--- begin Dataset extract ---

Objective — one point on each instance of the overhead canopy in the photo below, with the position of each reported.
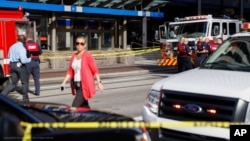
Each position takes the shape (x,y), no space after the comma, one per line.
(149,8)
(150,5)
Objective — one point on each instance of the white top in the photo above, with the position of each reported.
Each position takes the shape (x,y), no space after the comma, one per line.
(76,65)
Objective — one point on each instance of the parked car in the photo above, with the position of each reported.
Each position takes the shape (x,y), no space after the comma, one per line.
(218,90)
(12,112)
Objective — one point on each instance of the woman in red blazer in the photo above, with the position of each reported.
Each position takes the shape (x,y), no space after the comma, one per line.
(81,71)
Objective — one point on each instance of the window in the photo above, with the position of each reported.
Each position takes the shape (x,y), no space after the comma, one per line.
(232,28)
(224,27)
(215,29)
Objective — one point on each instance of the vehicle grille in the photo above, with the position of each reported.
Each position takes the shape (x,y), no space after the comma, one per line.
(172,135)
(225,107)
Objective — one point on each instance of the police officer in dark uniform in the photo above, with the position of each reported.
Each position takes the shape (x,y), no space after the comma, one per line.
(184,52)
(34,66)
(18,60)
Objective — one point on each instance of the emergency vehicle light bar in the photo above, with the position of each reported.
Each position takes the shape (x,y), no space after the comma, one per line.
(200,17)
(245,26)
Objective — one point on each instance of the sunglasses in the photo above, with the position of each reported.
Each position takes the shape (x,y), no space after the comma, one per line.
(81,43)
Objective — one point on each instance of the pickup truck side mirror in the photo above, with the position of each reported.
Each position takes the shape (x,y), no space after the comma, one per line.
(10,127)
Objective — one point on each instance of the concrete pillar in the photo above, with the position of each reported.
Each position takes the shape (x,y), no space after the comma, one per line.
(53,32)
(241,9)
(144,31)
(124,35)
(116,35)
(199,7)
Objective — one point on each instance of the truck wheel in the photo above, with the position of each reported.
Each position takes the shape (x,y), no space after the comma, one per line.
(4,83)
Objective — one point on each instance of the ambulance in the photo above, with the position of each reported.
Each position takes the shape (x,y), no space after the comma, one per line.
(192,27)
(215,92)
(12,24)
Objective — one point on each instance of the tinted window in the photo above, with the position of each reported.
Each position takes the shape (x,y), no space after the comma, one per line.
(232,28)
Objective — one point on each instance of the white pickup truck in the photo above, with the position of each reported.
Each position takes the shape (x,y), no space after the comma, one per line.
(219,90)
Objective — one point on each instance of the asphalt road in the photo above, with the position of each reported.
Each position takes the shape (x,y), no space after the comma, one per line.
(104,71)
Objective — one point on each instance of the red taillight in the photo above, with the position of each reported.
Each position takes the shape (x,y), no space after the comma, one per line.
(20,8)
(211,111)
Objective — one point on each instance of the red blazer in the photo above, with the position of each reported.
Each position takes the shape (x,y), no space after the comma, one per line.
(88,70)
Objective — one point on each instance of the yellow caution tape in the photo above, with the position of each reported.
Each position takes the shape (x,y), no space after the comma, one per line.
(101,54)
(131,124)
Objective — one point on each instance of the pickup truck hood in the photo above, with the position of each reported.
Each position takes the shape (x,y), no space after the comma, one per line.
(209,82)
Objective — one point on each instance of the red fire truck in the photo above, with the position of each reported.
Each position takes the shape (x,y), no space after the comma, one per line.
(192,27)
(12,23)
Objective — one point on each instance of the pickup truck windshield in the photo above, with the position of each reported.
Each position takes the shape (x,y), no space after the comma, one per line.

--- end Dataset extract ---
--- begin Dataset extract ---

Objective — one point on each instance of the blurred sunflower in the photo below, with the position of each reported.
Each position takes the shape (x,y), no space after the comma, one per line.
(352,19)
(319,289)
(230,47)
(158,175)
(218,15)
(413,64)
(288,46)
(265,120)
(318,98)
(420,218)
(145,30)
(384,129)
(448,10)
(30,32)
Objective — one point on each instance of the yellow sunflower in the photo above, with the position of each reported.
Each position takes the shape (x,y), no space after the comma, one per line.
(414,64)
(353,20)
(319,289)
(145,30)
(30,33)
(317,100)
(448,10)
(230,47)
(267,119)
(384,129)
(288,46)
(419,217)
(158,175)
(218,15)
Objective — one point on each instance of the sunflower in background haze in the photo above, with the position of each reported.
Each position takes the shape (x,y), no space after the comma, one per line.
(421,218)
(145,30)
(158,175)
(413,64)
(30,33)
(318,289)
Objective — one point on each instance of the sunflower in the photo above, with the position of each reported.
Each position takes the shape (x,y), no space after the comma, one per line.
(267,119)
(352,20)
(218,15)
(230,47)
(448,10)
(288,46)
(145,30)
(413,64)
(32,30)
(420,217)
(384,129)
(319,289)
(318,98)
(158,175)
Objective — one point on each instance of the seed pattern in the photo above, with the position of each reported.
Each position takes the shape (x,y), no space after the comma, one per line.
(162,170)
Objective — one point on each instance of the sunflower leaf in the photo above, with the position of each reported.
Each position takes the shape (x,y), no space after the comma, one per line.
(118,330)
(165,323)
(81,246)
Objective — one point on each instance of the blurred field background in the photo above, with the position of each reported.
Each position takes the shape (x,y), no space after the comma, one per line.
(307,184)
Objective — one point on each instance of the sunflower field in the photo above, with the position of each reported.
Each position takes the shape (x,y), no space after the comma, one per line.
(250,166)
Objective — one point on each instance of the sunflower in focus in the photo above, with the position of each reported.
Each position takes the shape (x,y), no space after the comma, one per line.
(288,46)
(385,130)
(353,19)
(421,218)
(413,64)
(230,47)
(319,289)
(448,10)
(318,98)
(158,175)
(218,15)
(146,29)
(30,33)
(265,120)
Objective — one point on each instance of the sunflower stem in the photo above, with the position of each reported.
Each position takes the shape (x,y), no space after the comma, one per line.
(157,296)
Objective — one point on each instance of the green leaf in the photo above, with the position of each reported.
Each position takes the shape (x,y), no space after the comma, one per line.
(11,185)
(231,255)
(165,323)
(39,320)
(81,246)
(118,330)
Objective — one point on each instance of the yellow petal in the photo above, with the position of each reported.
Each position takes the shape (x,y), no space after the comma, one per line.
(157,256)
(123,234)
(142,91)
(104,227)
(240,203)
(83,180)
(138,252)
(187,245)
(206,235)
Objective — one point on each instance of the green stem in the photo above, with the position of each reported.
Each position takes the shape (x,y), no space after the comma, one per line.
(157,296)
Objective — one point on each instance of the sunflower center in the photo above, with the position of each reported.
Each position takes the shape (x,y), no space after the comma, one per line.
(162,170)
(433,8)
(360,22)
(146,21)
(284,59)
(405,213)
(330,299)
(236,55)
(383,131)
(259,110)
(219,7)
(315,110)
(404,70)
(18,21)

--- end Dataset extract ---

● **What you are asked to do**
Filter the records above, keeping every line that contains the word "blurred". Matching is case-sensitive.

● **Full answer**
Objective — one point on each instance of the blurred sunflower in the photo below, with the position of each reported.
Objective — one point on each instance of the blurred field background in the photo above, with the position of each reported.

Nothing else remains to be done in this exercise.